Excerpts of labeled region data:
## BEGIN

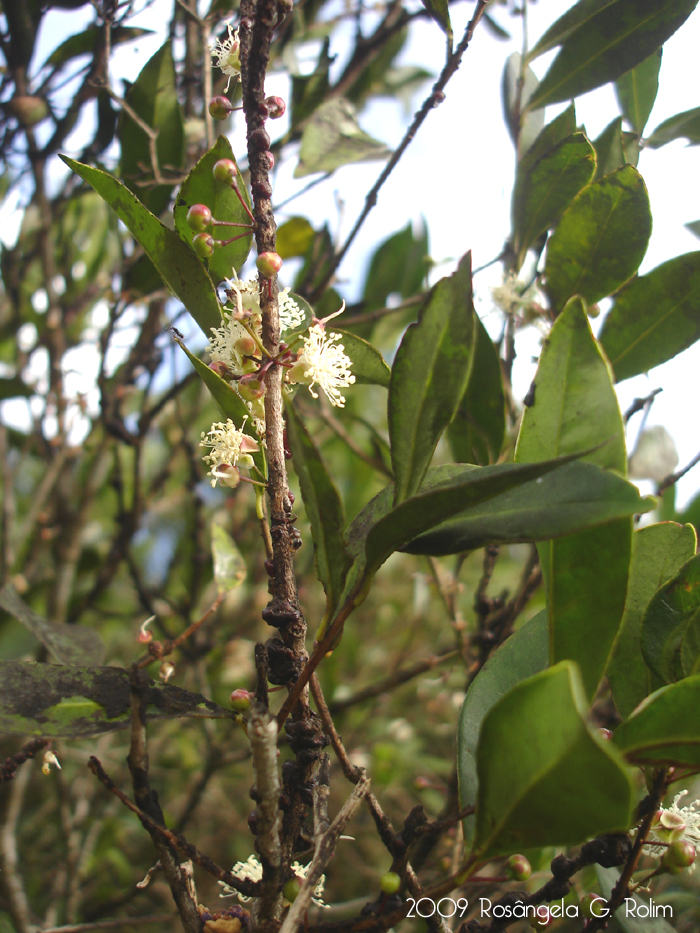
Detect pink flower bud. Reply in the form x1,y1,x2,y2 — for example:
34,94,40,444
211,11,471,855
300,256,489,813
265,97,287,120
255,253,282,279
209,95,233,120
192,233,214,259
187,204,211,233
212,159,238,182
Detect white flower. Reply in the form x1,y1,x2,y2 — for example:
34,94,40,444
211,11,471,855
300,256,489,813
491,272,538,314
278,288,306,330
219,855,328,907
211,23,241,91
219,855,262,903
199,418,260,489
288,324,355,408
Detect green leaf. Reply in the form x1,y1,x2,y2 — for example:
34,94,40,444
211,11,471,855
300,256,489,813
334,328,391,388
421,0,452,47
119,40,185,215
615,674,700,768
595,864,675,933
173,136,253,283
0,583,105,665
41,26,154,68
294,97,391,178
447,314,506,466
600,251,700,382
211,522,247,593
0,661,237,739
528,0,697,108
61,156,221,337
515,299,632,697
545,165,651,311
593,117,627,181
473,661,634,860
389,254,476,504
511,133,596,268
401,461,655,557
645,107,700,149
501,52,544,156
277,217,316,259
641,554,700,684
286,403,352,612
457,609,549,844
615,49,663,136
607,522,697,718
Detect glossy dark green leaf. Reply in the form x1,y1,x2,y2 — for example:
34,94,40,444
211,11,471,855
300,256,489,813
421,0,452,43
606,522,697,718
457,609,549,843
501,52,544,157
615,49,663,136
42,26,153,68
0,661,238,739
615,674,700,768
593,117,627,181
277,217,316,259
473,661,635,860
334,328,391,388
511,133,596,268
447,314,506,466
645,107,700,149
294,97,391,178
515,299,632,697
600,251,700,382
545,165,651,311
595,864,674,933
211,522,247,593
402,461,656,557
173,136,253,284
389,254,476,504
528,0,697,108
286,404,352,612
0,583,105,665
61,156,221,337
118,41,185,215
641,555,700,684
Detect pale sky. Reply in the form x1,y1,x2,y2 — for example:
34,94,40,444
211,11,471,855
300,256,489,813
0,0,700,502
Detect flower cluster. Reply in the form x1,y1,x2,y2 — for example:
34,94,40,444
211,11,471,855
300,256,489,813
219,855,328,907
211,23,241,91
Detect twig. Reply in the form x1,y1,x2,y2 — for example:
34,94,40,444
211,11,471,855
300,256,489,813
656,453,700,496
328,648,459,714
280,755,370,933
32,914,177,933
88,755,260,897
248,703,282,926
309,0,487,304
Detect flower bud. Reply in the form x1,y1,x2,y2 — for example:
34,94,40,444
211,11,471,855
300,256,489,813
212,159,238,182
661,840,695,875
187,204,211,233
209,94,233,120
238,373,265,402
255,253,282,279
265,97,287,120
192,233,214,259
379,871,401,894
282,878,301,904
506,855,532,881
229,687,253,713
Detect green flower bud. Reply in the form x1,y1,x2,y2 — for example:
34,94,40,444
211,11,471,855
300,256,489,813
379,871,401,894
187,204,211,233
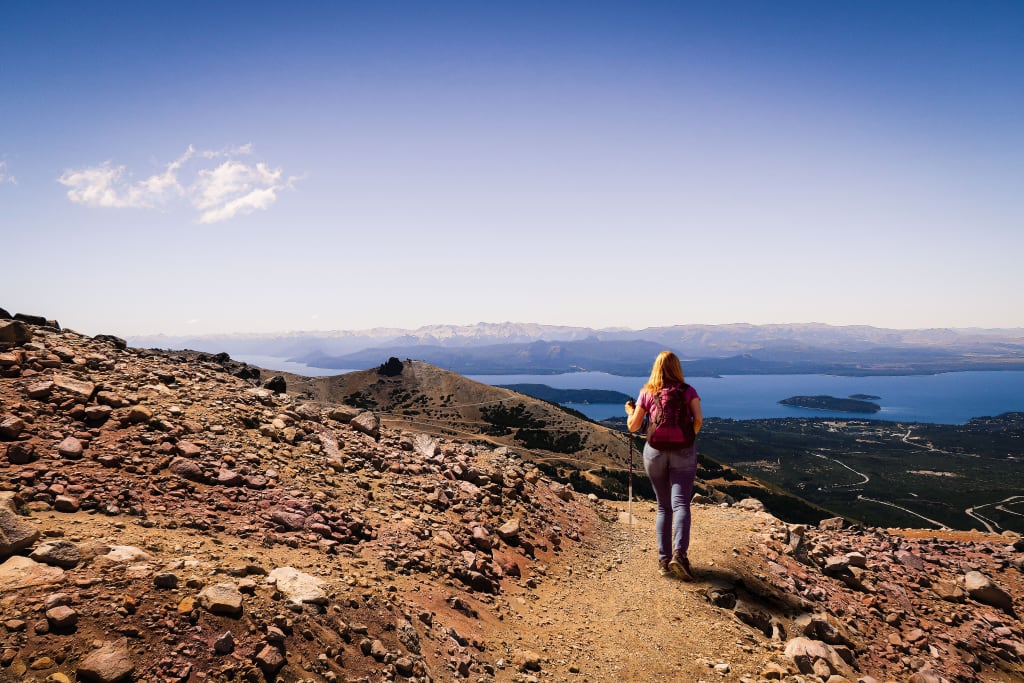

## END

#### Prompt:
Rewrite the data starting at the line containing "Detect green flower" and ending at the end of the data, changing "Reply" to "Respond" and keeping everything else the same. Leave out any pictures.

#### The completed task:
Detect green flower bud. Respond in the form x1,y1,x2,y2 — for example:
34,94,40,444
211,11,471,855
300,256,489,813
379,871,401,894
187,204,211,233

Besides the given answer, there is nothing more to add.